- Consigne
Dans le texte sur les soldes des grands magasins, combien de pièces la maison de soieries a-t-elle finalement consenti à prendre ?

Tous les soldes aussi ne constituent pas une perte pour le grand magasin : en position d’être bien renseigné sur les faillites, les liquidations judiciaires, les stocks de marchandises aux abois, il profite très légitimement de ces aubaines. Tantôt ces soldes, sur lesquels il gagne, lui servent à balancer les siens propres, toujours onéreux ; tantôt il y trouve une réclame gratuite. M. Jaluzot écoula en quelques semaines à vil prix un lot énorme de fleurs artificielles qu’il avait eu lui-même pour peu de chose. On conte encore qu’un fabricant, désireux de se venger d’une maison de soieries de la capitale qui, après lui avoir commandé 400 pièces d’un tissu de valeur, n’avait consenti à en prendre que 100, céda les 300 autres à la concurrence, pour le tiers de leur prix, en lui faisant promettre de les vendre à son tour sans bénéfice. Ainsi l’article était « tué », et l’acheteur des 100 premières pièces ne pourrait les écouler qu’avec grande perte. On voit qu’il y a un peu de tout dans les soldes, voire des rancunes à satisfaire.

- Entrées d'annotation par coordonnées
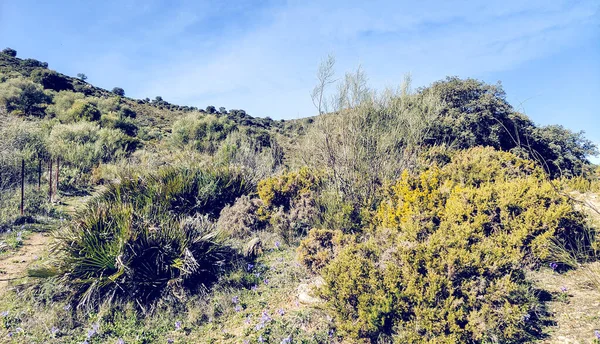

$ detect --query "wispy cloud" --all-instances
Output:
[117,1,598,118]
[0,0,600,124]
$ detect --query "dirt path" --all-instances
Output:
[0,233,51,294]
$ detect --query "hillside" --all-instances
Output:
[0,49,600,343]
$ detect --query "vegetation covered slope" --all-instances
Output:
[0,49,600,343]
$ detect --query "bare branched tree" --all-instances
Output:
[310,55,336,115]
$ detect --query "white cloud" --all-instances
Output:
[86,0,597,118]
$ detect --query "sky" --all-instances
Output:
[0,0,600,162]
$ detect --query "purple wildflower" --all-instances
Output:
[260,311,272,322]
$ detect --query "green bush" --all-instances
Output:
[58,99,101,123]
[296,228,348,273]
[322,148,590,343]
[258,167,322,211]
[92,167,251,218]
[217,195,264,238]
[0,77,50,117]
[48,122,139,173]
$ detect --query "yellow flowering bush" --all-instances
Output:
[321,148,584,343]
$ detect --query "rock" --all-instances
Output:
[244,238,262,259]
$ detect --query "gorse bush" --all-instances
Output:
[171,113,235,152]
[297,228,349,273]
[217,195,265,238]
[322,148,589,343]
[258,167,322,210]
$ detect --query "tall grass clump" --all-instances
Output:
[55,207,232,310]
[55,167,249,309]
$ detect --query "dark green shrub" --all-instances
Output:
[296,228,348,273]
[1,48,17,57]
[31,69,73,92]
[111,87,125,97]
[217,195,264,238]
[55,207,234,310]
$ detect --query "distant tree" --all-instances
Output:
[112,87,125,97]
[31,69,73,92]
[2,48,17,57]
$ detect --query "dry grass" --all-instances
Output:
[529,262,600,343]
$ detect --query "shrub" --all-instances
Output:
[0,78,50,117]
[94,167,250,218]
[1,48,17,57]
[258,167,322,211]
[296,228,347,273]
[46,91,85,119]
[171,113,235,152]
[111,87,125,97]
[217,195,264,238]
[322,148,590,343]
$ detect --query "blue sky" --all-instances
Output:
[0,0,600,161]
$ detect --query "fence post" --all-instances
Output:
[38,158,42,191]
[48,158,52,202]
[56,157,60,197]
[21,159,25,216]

---

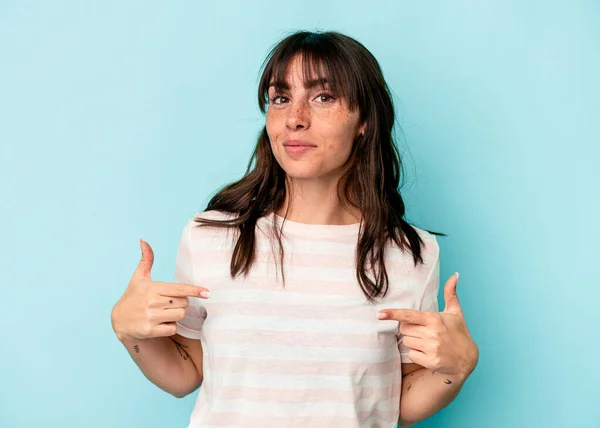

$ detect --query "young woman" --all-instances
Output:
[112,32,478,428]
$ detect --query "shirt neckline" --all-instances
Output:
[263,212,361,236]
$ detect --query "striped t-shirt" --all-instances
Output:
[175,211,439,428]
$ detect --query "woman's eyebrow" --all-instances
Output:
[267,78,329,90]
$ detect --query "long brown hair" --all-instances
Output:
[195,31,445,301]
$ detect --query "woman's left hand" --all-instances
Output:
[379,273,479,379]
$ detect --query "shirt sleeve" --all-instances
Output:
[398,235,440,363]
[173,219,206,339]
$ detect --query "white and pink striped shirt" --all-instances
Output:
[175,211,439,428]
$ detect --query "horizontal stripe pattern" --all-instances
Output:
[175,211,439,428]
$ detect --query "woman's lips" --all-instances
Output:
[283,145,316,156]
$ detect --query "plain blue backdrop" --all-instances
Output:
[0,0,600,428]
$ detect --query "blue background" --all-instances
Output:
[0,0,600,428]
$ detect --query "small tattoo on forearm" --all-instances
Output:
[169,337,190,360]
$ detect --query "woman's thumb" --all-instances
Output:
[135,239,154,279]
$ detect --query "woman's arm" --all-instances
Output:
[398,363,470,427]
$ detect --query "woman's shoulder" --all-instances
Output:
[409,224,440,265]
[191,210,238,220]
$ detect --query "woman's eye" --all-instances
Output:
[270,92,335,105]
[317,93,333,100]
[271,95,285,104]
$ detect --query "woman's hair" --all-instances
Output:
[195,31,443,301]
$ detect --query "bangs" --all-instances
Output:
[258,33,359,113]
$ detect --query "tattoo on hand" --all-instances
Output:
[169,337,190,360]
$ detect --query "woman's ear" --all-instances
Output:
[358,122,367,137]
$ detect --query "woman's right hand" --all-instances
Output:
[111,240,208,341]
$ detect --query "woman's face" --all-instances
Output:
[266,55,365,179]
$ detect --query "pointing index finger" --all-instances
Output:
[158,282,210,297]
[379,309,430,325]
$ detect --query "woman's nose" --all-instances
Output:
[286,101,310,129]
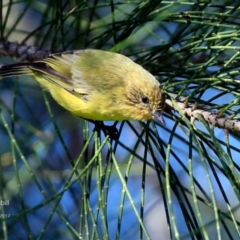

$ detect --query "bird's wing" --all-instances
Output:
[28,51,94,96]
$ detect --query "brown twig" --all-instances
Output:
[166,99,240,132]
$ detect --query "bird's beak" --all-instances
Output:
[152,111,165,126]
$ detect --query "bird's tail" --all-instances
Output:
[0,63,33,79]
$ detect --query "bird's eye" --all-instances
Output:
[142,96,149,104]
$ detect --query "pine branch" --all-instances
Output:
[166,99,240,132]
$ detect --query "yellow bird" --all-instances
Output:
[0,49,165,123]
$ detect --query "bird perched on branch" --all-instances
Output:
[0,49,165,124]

- Résultat final
Elle n'a consenti à en prendre que 100, sur les 400 pièces commandées.